(Saved data entries)
○ ○ ○

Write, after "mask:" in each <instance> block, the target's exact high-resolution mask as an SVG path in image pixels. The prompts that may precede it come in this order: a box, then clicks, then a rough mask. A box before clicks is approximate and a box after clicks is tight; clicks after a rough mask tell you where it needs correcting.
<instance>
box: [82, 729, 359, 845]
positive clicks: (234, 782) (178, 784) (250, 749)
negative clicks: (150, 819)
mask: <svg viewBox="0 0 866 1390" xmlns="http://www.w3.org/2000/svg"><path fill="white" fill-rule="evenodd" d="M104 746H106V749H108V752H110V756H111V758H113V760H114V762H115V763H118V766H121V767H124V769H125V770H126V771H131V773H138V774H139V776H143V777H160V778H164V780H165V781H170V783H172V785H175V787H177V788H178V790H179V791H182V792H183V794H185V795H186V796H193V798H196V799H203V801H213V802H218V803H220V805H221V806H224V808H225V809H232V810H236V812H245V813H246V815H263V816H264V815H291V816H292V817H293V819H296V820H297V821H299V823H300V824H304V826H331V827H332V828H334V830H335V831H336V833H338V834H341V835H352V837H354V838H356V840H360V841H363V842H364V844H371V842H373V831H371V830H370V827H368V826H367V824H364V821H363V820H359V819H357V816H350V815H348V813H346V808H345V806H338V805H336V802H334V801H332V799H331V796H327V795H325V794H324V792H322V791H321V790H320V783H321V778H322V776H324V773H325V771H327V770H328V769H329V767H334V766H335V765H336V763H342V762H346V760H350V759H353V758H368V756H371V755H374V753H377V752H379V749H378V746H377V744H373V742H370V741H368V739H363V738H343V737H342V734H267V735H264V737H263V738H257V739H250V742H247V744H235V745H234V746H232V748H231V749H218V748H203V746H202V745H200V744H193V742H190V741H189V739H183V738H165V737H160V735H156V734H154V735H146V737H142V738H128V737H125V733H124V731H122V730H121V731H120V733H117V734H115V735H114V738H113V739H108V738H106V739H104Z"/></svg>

○ ○ ○

:: Problem to solve ::
Substitute "points" for "clicks" in the lines running from the start through the line containing "negative clicks: (150, 819)", and write those lines out again with nothing else changed.

:: Exercise solution ::
Write, after "mask:" in each <instance> block, the target's exact high-resolution mask as an SVG path in image pixels. The prompts that may precede it come in this order: a box, then points, then a rough mask. A box before points is approximate and a box after points is tight; points after a rough mask tell you where it needs correcting.
<instance>
box: [82, 729, 359, 845]
positive points: (234, 782) (178, 784) (250, 749)
negative points: (150, 819)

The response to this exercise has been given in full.